***** SOURCE EXCERPT *****

This is my file structure for simple Express app.
server/
|- models
|--- users.js
|- index.js
index.js
is the entry point
const app = require('express')();
const Server = require('http').createServer(app)
const io = require('socket.io')(Server);
......
.....
.....
.....
....
module.exports = {
Server,
io
}
inside my models/users.js
I need the io
variable exported above just to emit some event to all connected clients if new user is added. for this I imported
const { io } = require('../index');
but io
is undefined
.
I have tried few other similar ways
const io = require('../index').io //
and
const io = require('../').io /index is useless on require
but none worked. Am I being silly or did I miss something here. any help would be highly appreciated.
Thanks
This is an issue with:
SlaWitDev was right about the line const socketIOEvents = require('./socketIOEvents');
being a part of the issue.
This is a file that instantiates users.js
. On instantiation of users.js
, you are including the file you are in the process of instantiating. In other words, we haven't hit the bottom of the lines of code in index.js
, for it to export the io
object to that file.
index.js
-> socketIOEvents/index.js
-> models/index.js
, -> models/users.js
I've added a line of code to the top of these files to log when they get called, and then a line just before module.exports
in the index.js
file:
[nodemon] starting `node server`
index.js
socketIOEvents/index.js
models/index.js
models/users.js
Initializing routes
index.js module.exports assignment
Server is running on port 9000.

***** DATA ENTRIES *****

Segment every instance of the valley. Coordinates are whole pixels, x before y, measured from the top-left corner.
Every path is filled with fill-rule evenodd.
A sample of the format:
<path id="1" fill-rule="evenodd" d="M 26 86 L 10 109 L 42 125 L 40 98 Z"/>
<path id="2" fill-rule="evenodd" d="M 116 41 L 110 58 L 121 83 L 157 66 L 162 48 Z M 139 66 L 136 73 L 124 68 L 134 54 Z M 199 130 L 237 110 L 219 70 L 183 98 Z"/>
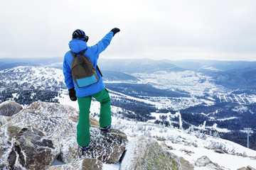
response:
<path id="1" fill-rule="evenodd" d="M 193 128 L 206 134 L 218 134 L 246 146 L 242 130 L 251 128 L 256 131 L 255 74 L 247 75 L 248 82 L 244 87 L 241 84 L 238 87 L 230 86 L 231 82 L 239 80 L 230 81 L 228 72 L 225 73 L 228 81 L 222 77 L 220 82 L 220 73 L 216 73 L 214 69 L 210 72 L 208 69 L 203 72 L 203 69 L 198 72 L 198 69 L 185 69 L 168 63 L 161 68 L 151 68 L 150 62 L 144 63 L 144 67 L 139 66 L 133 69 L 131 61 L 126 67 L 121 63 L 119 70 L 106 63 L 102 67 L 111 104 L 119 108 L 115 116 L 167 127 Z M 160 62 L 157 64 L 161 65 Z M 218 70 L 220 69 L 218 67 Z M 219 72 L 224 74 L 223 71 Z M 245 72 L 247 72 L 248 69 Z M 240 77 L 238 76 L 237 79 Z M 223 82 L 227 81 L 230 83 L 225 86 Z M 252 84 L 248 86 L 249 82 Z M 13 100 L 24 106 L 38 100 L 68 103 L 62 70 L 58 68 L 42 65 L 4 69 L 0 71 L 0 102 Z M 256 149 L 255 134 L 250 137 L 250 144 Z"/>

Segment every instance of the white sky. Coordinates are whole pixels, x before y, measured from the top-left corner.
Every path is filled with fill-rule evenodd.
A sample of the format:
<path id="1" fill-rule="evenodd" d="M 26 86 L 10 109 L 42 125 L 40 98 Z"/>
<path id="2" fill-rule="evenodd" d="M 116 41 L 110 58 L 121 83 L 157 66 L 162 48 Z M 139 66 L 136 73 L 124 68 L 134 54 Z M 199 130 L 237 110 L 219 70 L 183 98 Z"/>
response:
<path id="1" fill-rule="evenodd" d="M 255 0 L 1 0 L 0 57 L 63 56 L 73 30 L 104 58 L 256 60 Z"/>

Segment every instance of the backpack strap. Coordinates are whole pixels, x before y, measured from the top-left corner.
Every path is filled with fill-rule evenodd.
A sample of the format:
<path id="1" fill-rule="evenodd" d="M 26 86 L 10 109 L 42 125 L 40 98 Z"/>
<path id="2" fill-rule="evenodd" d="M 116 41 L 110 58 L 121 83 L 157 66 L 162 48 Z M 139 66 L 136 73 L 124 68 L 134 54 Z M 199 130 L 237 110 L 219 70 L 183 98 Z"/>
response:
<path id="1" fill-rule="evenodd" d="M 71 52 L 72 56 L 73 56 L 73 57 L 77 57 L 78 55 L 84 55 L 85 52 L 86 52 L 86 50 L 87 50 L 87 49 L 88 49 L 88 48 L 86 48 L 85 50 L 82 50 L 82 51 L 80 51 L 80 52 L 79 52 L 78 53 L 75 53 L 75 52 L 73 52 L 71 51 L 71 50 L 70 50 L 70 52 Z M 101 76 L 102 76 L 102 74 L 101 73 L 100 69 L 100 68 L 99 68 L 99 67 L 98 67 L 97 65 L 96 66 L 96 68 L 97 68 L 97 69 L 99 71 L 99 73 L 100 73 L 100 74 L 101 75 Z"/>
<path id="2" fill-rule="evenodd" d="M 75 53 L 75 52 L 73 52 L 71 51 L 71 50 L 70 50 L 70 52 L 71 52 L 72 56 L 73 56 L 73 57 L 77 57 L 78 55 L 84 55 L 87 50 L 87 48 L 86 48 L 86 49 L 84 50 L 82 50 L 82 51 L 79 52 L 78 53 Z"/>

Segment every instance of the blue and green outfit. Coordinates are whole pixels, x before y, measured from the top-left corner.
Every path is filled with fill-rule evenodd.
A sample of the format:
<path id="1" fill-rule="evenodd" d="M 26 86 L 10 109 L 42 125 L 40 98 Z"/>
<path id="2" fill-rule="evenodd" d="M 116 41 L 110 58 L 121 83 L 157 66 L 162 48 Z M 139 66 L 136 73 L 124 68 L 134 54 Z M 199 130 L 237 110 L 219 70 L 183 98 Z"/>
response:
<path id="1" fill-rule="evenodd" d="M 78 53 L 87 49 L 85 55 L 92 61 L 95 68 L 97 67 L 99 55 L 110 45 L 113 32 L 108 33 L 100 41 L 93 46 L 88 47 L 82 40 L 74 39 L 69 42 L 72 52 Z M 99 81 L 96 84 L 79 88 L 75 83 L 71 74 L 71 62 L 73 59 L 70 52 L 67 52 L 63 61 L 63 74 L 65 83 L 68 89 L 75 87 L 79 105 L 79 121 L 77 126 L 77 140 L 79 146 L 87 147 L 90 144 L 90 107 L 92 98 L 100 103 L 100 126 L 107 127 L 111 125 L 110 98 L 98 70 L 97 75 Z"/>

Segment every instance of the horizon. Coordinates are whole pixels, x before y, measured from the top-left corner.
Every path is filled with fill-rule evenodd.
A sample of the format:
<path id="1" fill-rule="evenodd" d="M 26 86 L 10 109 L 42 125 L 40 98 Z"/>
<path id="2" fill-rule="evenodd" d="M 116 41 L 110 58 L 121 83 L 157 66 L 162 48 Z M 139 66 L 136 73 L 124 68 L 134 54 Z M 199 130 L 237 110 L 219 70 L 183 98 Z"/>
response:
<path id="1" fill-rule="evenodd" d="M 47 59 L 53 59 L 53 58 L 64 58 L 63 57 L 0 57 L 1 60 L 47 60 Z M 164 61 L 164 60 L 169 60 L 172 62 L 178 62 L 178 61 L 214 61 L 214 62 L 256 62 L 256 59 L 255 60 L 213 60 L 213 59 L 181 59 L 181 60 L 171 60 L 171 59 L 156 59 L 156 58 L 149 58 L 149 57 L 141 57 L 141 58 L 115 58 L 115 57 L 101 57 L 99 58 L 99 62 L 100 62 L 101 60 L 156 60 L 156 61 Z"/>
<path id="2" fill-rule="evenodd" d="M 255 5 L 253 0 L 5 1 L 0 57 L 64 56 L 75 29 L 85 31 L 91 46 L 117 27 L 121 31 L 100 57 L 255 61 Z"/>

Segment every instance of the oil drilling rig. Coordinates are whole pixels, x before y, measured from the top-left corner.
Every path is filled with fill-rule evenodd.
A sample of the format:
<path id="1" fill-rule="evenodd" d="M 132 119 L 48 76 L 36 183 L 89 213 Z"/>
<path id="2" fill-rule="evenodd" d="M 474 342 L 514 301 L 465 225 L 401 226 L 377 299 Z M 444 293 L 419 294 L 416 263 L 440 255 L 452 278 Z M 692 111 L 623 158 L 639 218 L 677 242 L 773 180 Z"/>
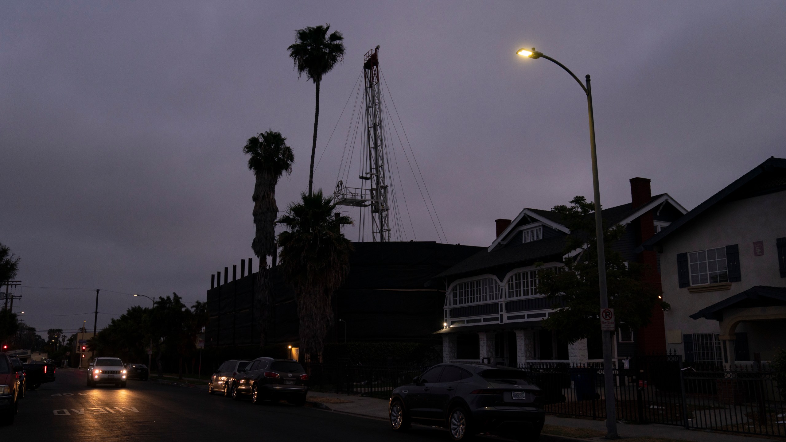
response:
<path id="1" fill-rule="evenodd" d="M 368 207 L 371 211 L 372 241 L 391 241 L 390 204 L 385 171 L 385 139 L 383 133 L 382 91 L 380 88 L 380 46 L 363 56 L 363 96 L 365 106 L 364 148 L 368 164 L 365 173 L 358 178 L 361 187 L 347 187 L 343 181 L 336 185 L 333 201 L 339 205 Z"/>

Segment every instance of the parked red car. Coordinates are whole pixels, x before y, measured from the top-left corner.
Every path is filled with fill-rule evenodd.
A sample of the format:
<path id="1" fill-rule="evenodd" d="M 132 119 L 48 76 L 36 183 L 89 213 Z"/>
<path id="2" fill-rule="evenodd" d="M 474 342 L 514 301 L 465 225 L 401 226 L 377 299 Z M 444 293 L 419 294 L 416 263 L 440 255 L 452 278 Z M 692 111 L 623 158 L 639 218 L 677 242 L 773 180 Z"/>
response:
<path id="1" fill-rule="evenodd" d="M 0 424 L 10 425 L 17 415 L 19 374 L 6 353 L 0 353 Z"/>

*****
***** DATA ENTRIES *****

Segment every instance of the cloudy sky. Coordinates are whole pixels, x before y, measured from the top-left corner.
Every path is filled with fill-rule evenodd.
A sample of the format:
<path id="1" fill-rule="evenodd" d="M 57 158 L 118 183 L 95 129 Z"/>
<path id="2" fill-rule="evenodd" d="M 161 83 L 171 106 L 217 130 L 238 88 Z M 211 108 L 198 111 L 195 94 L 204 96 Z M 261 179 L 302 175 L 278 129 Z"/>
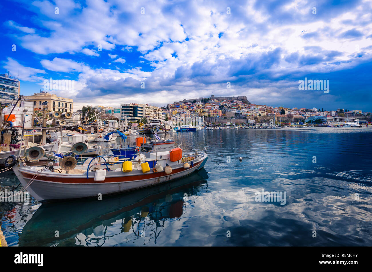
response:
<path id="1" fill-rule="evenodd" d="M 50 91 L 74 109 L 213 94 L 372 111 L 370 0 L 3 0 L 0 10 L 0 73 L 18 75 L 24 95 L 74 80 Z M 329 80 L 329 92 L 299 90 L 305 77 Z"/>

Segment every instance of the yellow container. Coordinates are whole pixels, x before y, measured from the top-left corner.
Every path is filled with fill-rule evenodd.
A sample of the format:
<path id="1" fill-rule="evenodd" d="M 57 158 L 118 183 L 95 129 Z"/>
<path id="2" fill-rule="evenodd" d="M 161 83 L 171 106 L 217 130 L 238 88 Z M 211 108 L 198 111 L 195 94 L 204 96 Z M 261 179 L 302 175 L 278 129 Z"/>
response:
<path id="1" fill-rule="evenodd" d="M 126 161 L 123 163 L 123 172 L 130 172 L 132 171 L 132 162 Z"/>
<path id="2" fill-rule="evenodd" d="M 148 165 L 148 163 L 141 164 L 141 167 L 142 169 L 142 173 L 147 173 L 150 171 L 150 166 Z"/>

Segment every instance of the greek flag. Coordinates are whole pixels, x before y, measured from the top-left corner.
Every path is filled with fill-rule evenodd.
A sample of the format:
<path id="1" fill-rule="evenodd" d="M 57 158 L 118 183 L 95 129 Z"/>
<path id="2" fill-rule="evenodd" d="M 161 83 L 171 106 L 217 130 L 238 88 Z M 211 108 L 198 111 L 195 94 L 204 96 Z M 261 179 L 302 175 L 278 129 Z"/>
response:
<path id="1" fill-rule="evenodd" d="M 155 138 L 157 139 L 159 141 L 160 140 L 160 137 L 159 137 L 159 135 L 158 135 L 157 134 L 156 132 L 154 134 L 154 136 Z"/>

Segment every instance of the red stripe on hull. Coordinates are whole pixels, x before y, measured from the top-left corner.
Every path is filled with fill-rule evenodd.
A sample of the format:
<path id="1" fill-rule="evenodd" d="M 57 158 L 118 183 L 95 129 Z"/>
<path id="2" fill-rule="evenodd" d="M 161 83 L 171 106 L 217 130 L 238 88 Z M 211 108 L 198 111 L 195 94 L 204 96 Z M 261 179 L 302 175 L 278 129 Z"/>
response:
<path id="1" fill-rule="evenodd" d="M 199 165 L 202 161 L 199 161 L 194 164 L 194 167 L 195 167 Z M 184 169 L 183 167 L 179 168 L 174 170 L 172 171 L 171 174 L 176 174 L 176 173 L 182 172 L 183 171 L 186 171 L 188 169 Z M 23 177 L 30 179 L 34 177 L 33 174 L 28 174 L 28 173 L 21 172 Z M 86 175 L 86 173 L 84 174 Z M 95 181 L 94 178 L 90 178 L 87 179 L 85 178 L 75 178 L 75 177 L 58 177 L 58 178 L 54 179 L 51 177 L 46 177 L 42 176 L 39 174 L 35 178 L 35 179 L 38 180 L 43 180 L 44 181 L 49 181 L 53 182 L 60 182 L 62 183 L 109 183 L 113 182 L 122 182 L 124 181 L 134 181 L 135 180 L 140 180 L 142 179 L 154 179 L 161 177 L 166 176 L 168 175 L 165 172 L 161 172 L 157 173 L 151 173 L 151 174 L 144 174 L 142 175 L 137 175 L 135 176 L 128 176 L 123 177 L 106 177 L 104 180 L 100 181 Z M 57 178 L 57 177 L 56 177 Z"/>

*****
***** DATA ENTRIES *****

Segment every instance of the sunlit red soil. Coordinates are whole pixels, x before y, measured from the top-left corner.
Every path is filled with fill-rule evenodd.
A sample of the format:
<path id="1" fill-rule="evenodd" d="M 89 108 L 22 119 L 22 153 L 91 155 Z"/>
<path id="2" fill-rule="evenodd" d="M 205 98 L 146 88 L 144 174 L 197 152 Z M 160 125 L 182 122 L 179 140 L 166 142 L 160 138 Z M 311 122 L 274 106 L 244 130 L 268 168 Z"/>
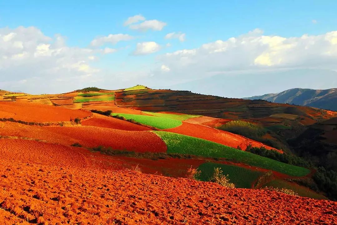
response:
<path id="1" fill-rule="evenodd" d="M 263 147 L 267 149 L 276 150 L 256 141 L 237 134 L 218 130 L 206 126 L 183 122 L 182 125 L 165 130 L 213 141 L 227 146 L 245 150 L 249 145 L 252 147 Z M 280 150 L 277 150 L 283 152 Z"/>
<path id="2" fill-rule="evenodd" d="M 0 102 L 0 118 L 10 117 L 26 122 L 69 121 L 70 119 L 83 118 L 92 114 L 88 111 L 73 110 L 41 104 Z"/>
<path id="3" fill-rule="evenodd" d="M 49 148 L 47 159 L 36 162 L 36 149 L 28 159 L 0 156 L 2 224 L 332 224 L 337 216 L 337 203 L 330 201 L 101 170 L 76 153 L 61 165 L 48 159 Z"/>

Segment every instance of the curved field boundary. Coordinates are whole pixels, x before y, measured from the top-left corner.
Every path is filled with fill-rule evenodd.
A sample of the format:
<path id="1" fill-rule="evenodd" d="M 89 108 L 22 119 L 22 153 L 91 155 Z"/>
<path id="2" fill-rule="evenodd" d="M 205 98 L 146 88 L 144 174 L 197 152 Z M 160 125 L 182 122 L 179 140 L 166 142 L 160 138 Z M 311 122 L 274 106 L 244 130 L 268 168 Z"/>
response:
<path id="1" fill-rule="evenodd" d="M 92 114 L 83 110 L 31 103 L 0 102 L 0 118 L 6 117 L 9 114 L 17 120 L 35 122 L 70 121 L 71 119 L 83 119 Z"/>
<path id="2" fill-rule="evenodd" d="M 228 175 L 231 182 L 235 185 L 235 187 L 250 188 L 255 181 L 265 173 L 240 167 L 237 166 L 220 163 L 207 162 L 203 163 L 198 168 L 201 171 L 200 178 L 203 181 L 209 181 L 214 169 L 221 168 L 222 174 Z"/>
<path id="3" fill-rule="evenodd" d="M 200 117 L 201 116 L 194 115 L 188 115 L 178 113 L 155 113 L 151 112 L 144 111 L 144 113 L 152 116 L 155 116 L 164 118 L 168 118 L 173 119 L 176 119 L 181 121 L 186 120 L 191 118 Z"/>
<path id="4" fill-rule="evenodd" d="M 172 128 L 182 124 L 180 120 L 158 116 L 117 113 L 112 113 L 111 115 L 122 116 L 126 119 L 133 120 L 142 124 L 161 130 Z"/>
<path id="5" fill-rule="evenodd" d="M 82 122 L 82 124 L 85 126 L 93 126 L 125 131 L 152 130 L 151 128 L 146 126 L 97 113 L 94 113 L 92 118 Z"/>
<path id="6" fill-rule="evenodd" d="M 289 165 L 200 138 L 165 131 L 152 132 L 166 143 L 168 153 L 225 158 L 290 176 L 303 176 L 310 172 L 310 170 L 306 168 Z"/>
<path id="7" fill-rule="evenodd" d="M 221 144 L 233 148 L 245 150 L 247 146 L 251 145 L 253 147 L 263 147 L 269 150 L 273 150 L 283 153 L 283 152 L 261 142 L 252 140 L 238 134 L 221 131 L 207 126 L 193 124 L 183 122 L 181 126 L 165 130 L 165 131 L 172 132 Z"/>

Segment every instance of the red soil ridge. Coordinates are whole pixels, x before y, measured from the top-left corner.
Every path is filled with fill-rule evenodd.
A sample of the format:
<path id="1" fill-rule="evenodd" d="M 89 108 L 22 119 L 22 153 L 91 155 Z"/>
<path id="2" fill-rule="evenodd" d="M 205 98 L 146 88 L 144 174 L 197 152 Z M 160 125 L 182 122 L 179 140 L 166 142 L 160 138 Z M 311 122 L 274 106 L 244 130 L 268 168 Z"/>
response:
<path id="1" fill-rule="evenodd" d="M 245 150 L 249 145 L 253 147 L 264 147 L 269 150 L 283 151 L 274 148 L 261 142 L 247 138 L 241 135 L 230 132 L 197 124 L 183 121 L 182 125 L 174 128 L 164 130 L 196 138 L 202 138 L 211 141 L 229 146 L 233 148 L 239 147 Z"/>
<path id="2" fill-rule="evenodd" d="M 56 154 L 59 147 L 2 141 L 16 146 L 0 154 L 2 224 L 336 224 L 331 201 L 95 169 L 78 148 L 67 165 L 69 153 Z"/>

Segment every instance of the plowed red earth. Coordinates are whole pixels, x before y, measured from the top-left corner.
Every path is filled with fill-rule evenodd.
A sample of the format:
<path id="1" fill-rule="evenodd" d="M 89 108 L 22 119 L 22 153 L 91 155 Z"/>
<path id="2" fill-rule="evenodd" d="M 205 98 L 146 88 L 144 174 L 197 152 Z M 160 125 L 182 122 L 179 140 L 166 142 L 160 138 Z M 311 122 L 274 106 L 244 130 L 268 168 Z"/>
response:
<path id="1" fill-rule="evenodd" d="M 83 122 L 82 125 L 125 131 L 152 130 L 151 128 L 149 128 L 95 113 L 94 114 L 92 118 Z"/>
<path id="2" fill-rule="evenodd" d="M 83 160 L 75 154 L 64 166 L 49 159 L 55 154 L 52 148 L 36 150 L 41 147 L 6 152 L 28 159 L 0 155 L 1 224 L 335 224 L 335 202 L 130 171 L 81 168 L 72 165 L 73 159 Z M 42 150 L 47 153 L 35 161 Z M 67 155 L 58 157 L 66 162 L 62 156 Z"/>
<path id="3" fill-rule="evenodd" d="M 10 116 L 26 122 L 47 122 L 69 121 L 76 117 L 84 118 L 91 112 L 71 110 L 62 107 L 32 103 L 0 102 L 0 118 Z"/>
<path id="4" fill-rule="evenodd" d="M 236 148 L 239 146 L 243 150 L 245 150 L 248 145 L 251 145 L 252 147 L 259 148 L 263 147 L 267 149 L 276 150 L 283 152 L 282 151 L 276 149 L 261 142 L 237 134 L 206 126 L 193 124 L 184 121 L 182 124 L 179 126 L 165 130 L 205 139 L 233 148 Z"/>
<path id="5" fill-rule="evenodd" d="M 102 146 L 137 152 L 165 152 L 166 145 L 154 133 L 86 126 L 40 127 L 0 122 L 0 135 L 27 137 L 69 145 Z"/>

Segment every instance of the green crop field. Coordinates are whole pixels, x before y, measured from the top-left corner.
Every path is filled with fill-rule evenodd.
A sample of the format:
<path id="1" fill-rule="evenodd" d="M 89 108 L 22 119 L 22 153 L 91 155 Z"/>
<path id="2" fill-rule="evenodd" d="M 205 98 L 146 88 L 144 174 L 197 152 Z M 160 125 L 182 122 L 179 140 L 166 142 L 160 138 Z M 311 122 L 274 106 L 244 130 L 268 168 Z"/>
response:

*****

PROBLEM DESCRIPTION :: Please continue the discussion above about exporting socket.io from an Express app's index.js, starting right after its last line.

ANSWER FOR THE TASK ::
As you can see, user.js
gets called before we export modules.
As a result of the previous problem, if we add this line in users.js
:
const test = require('../index');
console.log('test', test);
we get the output:
test {}
This means the object we imported doesn't have any keys, so performing object destructuring where you pull out the io
key in:
const { io } = require('../index');
won't work.
If we move the module.exports
lines and const io
line in index.js
to above socketIOEvents, you'll see that it starts to work:
...
const config = require('./config');
// start socket.io
const io = require('socket.io')(Server);
module.exports = {
Server,
io
};
const socketIOEvents = require('./socketIOEvents');
...
Note this is likely an antipattern and not a final solution, as module.exports is usually at the end of the file.
Pass io
into your model in socketIOEvents, the same way you pass it into your socketIOEvents file, by passing it as the argument into the function.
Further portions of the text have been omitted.